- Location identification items
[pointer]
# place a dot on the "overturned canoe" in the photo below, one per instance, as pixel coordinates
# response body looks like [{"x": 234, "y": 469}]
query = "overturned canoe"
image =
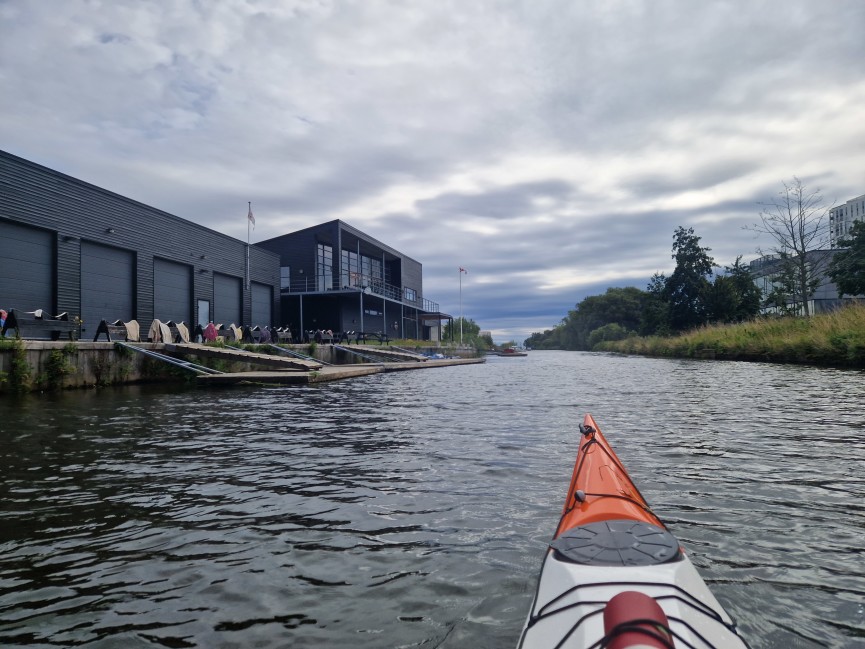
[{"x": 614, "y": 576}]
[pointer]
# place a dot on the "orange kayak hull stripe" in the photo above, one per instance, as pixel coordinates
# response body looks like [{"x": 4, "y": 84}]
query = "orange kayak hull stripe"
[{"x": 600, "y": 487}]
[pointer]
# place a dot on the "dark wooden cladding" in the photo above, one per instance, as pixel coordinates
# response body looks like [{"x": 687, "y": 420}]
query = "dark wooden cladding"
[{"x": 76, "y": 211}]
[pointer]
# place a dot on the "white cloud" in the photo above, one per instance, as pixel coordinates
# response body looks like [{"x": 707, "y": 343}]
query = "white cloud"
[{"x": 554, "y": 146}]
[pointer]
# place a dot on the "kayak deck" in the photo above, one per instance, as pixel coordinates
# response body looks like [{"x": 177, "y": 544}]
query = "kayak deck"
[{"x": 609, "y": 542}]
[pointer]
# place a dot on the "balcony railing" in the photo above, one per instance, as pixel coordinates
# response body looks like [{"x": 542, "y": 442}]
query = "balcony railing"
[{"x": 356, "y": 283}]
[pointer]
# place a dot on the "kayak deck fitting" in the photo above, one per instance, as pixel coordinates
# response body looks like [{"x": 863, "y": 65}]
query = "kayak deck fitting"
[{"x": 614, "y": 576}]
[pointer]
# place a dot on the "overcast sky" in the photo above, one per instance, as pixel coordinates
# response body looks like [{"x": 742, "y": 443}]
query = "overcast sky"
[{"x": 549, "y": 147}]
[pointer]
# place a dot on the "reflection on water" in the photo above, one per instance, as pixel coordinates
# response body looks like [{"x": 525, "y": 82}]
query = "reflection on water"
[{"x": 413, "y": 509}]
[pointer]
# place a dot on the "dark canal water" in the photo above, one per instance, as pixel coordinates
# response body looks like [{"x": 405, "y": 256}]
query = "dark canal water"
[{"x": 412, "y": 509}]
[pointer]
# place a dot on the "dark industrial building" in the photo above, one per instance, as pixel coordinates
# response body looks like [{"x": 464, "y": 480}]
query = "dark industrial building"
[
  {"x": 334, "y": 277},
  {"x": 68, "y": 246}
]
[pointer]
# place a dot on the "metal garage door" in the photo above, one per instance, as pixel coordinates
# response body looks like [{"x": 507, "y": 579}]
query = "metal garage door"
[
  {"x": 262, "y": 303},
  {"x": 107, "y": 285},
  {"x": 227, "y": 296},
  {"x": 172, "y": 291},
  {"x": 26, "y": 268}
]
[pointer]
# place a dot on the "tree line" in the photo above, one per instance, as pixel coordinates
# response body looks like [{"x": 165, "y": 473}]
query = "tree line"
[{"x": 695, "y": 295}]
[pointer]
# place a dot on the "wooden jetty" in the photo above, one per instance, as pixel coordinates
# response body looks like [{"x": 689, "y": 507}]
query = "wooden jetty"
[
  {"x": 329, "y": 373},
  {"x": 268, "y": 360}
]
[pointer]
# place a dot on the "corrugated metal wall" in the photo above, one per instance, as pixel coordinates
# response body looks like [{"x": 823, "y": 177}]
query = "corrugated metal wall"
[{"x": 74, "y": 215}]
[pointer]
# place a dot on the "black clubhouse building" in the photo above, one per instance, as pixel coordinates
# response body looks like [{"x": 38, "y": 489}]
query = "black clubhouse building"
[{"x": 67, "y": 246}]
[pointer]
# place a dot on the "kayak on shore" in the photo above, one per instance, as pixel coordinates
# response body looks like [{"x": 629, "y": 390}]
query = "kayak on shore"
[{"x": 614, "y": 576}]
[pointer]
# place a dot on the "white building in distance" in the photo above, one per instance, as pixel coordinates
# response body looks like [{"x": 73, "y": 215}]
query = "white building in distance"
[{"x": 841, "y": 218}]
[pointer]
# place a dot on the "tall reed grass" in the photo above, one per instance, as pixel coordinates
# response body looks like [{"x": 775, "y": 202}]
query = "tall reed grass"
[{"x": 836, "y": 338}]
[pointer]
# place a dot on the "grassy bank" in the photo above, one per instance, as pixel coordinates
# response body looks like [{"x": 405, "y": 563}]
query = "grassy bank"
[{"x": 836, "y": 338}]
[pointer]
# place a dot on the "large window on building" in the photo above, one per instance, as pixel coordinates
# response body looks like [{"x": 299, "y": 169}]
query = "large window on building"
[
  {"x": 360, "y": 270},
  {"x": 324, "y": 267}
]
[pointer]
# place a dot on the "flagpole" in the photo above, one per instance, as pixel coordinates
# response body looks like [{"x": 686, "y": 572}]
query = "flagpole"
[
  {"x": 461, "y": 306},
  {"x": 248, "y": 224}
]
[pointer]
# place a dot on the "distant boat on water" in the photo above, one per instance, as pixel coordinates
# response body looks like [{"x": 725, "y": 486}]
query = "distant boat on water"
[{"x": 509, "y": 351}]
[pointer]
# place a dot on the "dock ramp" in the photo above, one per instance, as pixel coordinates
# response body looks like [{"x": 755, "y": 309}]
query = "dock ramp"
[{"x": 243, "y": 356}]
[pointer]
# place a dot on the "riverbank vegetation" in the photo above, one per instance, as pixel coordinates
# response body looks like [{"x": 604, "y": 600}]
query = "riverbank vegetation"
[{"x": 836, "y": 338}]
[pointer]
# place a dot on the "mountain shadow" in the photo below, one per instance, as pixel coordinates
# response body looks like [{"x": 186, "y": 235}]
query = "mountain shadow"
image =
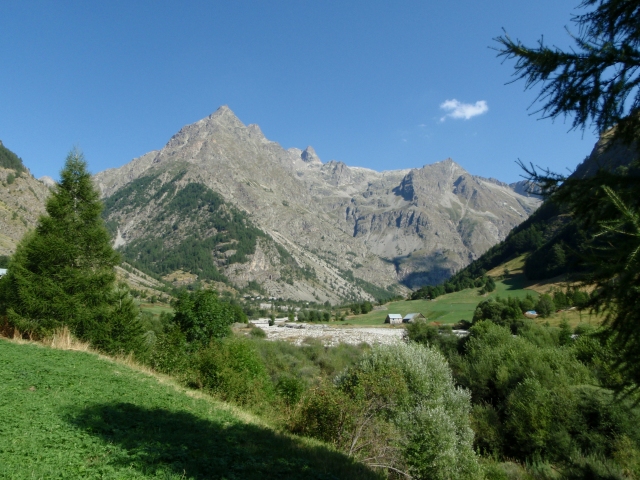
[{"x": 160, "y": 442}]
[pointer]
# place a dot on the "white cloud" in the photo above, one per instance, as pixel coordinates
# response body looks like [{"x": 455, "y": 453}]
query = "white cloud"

- The task
Except for the pictures, give all the material above again verbatim.

- Response to this exercise
[pointer]
# place a dot on the "overturned canoe" in the photo below, one per instance, as pixel coordinates
# response body looks like [{"x": 234, "y": 469}]
query = "overturned canoe"
image =
[{"x": 614, "y": 576}]
[pointer]
# place a dot on the "orange kayak hull stripe" in the photo above, one per instance, as pixel coordinates
# response body looks like [{"x": 4, "y": 84}]
query = "orange kayak hull stripe"
[{"x": 600, "y": 487}]
[pointer]
# place a dot on the "dark wooden cladding" in the photo above, one per instance, as pixel coordinates
# response body looks like [{"x": 687, "y": 420}]
query = "dark wooden cladding"
[{"x": 76, "y": 211}]
[pointer]
# place a dot on the "white cloud" in the photo above, one per instance, as pixel coordinates
# response body looks like [{"x": 707, "y": 343}]
query = "white cloud"
[{"x": 554, "y": 146}]
[pointer]
# place a dot on the "kayak deck" in the photo above, one per instance, as pixel coordinates
# response body looks like [{"x": 177, "y": 544}]
query = "kayak deck"
[{"x": 609, "y": 542}]
[pointer]
# place a dot on the "balcony railing" in the photo above, one per instance, as pixel coordinates
# response body looks like [{"x": 542, "y": 442}]
query = "balcony railing"
[{"x": 356, "y": 283}]
[pointer]
# place a dot on the "kayak deck fitting" in the photo above, one per instance, as pixel coordinates
# response body looks like [{"x": 863, "y": 65}]
query = "kayak deck fitting"
[{"x": 614, "y": 576}]
[pointer]
# place a dot on the "overcast sky" in the photo above, one per instance, as pixel coordinates
# response body looks like [{"x": 742, "y": 443}]
query = "overcast sky"
[{"x": 549, "y": 147}]
[pointer]
# place a dot on the "reflection on water" in the photo above, one per instance, as pixel coordinates
# response body looks like [{"x": 525, "y": 82}]
query = "reflection on water"
[{"x": 413, "y": 509}]
[pointer]
# place a dot on the "dark canal water" in the photo above, one per instance, as pixel coordinates
# response body looks like [{"x": 405, "y": 256}]
query = "dark canal water"
[{"x": 412, "y": 509}]
[pointer]
# place a dot on the "dark industrial building" in the photo above, one per instance, as pixel coordinates
# response body looks like [{"x": 464, "y": 480}]
query = "dark industrial building"
[
  {"x": 334, "y": 277},
  {"x": 68, "y": 246}
]
[pointer]
# place a dot on the "metal garage door" in the photo above, one per instance, as pixel coordinates
# response body looks like [{"x": 507, "y": 579}]
query = "metal garage door"
[
  {"x": 262, "y": 303},
  {"x": 107, "y": 285},
  {"x": 227, "y": 296},
  {"x": 172, "y": 291},
  {"x": 26, "y": 268}
]
[pointer]
# place a dot on the "tree line" in the photo above, one per instance, as pixel coordinates
# response body looks like [{"x": 165, "y": 473}]
query = "tree line"
[{"x": 695, "y": 295}]
[pointer]
# place a dot on the "wooden jetty" in the photo above, one per instance, as pixel coordinates
# response body looks like [{"x": 689, "y": 507}]
query = "wooden jetty"
[
  {"x": 329, "y": 373},
  {"x": 268, "y": 360}
]
[pointer]
# place a dot on the "corrugated metal wall" in the photo above, one per instance, as pixel coordinates
# response body looks like [{"x": 823, "y": 177}]
query = "corrugated metal wall"
[{"x": 74, "y": 215}]
[pointer]
# place a dot on the "black clubhouse building" in the photo above, one per instance, as pixel coordinates
# response body looks like [{"x": 38, "y": 489}]
query = "black clubhouse building"
[{"x": 67, "y": 246}]
[pointer]
# place a dot on the "kayak on shore" in the photo above, one per instance, as pixel coordinates
# response body looks like [{"x": 629, "y": 390}]
query = "kayak on shore"
[{"x": 614, "y": 576}]
[pointer]
# place a dot on the "white building in distance" in the photo above, one per instance, as pixel coordinates
# response body looks like [{"x": 73, "y": 215}]
query = "white building in distance"
[{"x": 841, "y": 218}]
[pointer]
# place a dot on the "tall reed grass" in the photo above, one per instance, as pixel coordinates
# response body looks like [{"x": 775, "y": 202}]
query = "tall reed grass"
[{"x": 836, "y": 338}]
[pointer]
# place a dot on the "grassy bank" in the photo above, one per instance, as pixel coordinates
# response body looks like [{"x": 405, "y": 563}]
query = "grassy bank"
[{"x": 836, "y": 338}]
[pointer]
# place a dot on the "large window on building" in the photo above, one per instance, as pixel coordinates
# response body looks like [{"x": 299, "y": 169}]
query = "large window on building"
[
  {"x": 360, "y": 270},
  {"x": 324, "y": 267}
]
[pointer]
# place a dot on the "flagpole" in the photo above, one per instance, as pixel coordinates
# response body looks like [{"x": 686, "y": 572}]
query = "flagpole"
[
  {"x": 461, "y": 306},
  {"x": 248, "y": 224}
]
[pointer]
# place a dot on the "distant boat on water" in the photo above, one per instance, as pixel coordinates
# response body looks like [{"x": 725, "y": 486}]
query = "distant boat on water"
[{"x": 509, "y": 351}]
[pointer]
# place a dot on the "dock ramp" in the photo above, one per instance, as pixel coordinates
# response body looks like [{"x": 755, "y": 309}]
query = "dock ramp"
[{"x": 243, "y": 356}]
[pointer]
# place a dot on the "riverbank vegetation" in the photo above, one per instance, as pixel coordinates
# response body looks like [{"x": 604, "y": 600}]
query = "riverbank vegetation"
[{"x": 836, "y": 338}]
[pointer]
# place a dot on the "mountain shadow" in the photo below, one per instance, as pixel coordinates
# response body looks like [{"x": 186, "y": 235}]
query = "mountain shadow"
image =
[{"x": 160, "y": 442}]
[pointer]
# place a dot on the "white cloud" in the photo above, one per instance, as pixel coordinates
# response body looks like [{"x": 455, "y": 453}]
query = "white cloud"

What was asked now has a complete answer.